-------- PROVIDED INFORMATION --------
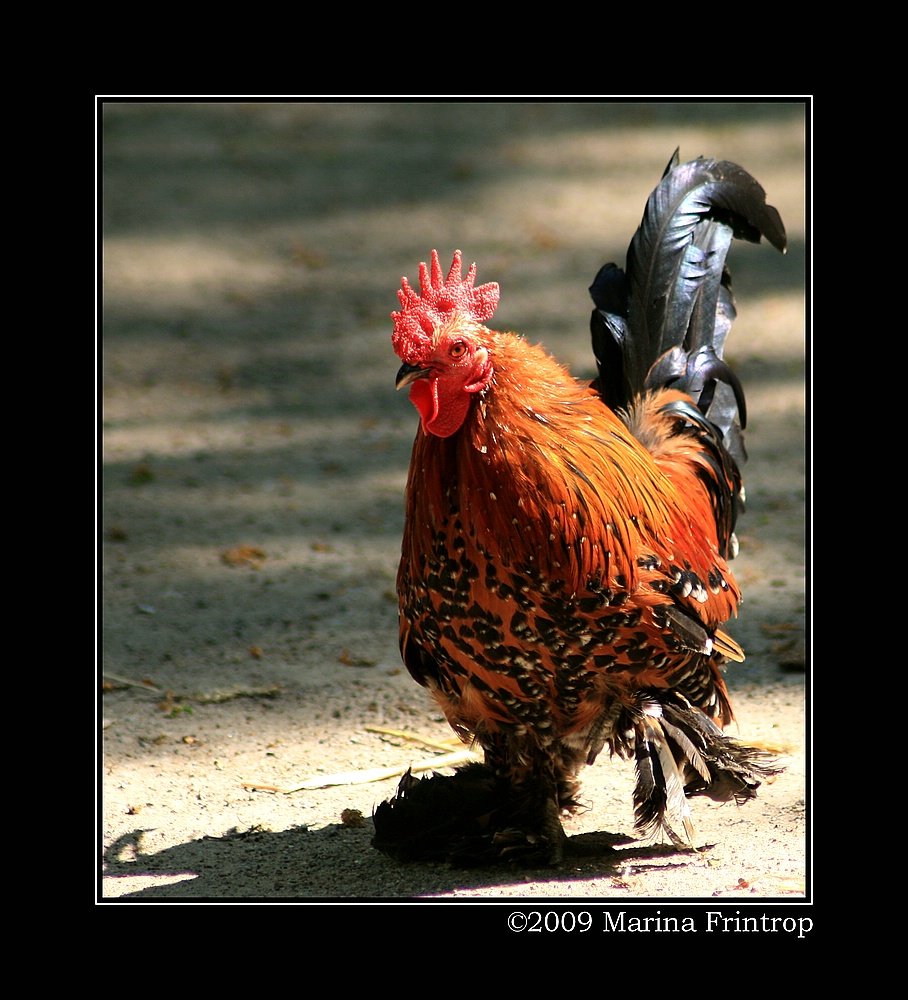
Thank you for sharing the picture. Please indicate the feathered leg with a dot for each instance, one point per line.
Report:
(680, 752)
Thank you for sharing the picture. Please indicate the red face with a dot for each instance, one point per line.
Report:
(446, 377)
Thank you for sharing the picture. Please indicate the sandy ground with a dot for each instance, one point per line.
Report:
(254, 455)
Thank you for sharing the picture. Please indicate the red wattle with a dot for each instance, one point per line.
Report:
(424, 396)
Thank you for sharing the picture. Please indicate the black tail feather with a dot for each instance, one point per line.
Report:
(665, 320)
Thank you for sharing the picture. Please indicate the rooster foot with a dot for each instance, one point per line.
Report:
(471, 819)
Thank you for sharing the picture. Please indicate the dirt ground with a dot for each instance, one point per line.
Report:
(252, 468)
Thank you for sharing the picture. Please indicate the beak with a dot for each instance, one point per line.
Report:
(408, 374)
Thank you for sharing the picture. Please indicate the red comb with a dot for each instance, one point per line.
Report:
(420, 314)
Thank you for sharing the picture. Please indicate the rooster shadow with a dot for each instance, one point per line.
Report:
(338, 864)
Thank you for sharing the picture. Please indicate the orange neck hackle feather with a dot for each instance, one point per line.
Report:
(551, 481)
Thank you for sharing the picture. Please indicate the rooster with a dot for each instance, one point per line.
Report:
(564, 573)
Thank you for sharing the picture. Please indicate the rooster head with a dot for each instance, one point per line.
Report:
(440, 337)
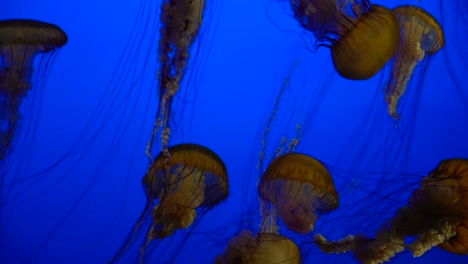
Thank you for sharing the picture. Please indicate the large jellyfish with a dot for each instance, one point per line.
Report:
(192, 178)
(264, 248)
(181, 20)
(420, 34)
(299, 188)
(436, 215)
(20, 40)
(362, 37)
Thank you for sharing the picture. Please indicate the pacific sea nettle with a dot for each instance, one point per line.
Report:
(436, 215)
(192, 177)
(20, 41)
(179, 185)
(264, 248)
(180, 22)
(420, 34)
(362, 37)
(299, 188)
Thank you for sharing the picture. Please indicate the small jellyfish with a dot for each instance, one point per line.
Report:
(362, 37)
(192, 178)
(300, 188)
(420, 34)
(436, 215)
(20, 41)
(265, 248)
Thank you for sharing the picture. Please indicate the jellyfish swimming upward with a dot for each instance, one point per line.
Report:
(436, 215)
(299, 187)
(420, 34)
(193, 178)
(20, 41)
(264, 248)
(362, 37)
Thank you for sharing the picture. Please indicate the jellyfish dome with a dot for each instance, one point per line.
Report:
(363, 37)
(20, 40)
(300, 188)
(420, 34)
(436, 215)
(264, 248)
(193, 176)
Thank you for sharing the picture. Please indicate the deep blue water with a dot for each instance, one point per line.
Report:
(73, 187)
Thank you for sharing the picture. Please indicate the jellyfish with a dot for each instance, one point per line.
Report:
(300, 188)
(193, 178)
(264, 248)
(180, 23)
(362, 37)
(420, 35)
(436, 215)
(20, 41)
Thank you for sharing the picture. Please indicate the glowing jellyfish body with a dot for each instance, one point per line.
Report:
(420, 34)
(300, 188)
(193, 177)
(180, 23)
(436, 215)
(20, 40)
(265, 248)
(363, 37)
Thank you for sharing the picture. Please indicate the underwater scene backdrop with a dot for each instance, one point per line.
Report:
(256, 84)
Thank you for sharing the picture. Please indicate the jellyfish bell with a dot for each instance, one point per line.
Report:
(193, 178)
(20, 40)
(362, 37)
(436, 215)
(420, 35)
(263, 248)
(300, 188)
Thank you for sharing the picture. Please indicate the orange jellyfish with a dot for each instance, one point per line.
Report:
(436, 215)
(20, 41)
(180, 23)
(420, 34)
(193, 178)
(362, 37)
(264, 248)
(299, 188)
--------
# [SHORT TASK]
Repeat the records above verbatim, with no pictures in the result.

# [TASK RESULT]
Thank you for sharing the picture. Please indicate the feathered leg with a dot for each instance, one point per line.
Report:
(680, 752)
Thank you for sharing the picture. Please indicate the red face with a dot for each instance, one point per line.
Report:
(446, 377)
Thank you for sharing the picture. Please indicate the sandy ground with a dot for each instance, one point per line.
Report:
(254, 455)
Thank you for sharing the picture. Please indicate the red wattle with a dot for each instance, one point per line.
Report:
(424, 396)
Thank you for sharing the picture. Please indicate the black tail feather with a dot for each instance, one point per line.
Report:
(665, 320)
Thank you for sharing the picture. Please indicate the rooster foot with a dot for each instance, one point per line.
Report:
(471, 819)
Thank you for sharing the picture. Please indicate the dirt ground with a dot for each instance, one point per line.
Report:
(252, 468)
Thank you for sharing the picture. Please indicate the beak with a dot for each instance, one point per line.
Report:
(408, 374)
Thank you for sharing the picture. Please indicate the red comb with a dot for each instance, one point per line.
Report:
(420, 314)
Thank you for sharing the picture. Please indicate the rooster shadow with a dot for each instance, one point per line.
Report:
(338, 864)
Thank you for sharing the picture. Please indicate the orange neck hackle feather with a dot for each instance, one point per line.
Report:
(551, 481)
Thank you for sharing the picture. Please indicate the rooster with a dot for each instance, one point per line.
Report:
(564, 573)
Thank you for sharing the picture. Please indicate the rooster head with a dot for each instance, one point per line.
Report:
(440, 337)
Thank you for sharing the picture. Please indicate the large jellyfish with a dot for each instance, one point per line.
Report:
(192, 178)
(264, 248)
(181, 20)
(420, 34)
(299, 188)
(436, 215)
(20, 40)
(362, 37)
Thank you for sharing the picture. Please indicate the pacific sea nettle with a dot for each instance, one point per line.
Report:
(436, 215)
(192, 177)
(20, 41)
(179, 185)
(264, 248)
(180, 22)
(420, 34)
(362, 37)
(299, 188)
Thank you for sharing the picture. Please indicate the small jellyfish with a dot for each instance, one point per line.
Report:
(362, 37)
(192, 178)
(300, 188)
(420, 34)
(436, 215)
(20, 41)
(265, 248)
Thank you for sharing the picture. Please indicate the jellyfish swimming upward with a dot for each instance, one point per line.
Report:
(436, 215)
(299, 187)
(420, 34)
(193, 178)
(20, 41)
(264, 248)
(362, 37)
Thank you for sharing the picture. Please indicate the jellyfish dome with a dot for each instance, one point per line.
Report:
(363, 37)
(20, 40)
(300, 188)
(420, 34)
(436, 215)
(264, 248)
(193, 176)
Thank you for sharing the picture. Please indicate the deep blue water with a dot for each instance, one point per line.
Report:
(73, 187)
Thank you for sharing the picture. Please indicate the jellyfish with a dot for each instance, one point per line.
Report:
(300, 188)
(193, 178)
(264, 248)
(180, 23)
(362, 37)
(420, 35)
(436, 215)
(20, 41)
Thank you for sharing the picture. Please indicate the glowing jellyfish body with a dot for each instance, one point per line.
Report:
(420, 34)
(300, 188)
(193, 177)
(180, 23)
(436, 215)
(20, 40)
(265, 248)
(363, 37)
Thank you for sharing the picture. Please indicate the underwater scene backdrop with a dot for each instance, one point per line.
Report:
(256, 84)
Thank you for sharing the picture. Please indicate the jellyfish bell with a dot for each instance, one point per line.
Report:
(193, 178)
(20, 40)
(362, 37)
(436, 215)
(420, 35)
(263, 248)
(300, 188)
Thank you for sharing the picture. Please indicate the orange jellyfish with a dot for each instance, one point per line.
Report:
(436, 215)
(20, 41)
(180, 23)
(420, 34)
(193, 178)
(362, 37)
(264, 248)
(299, 188)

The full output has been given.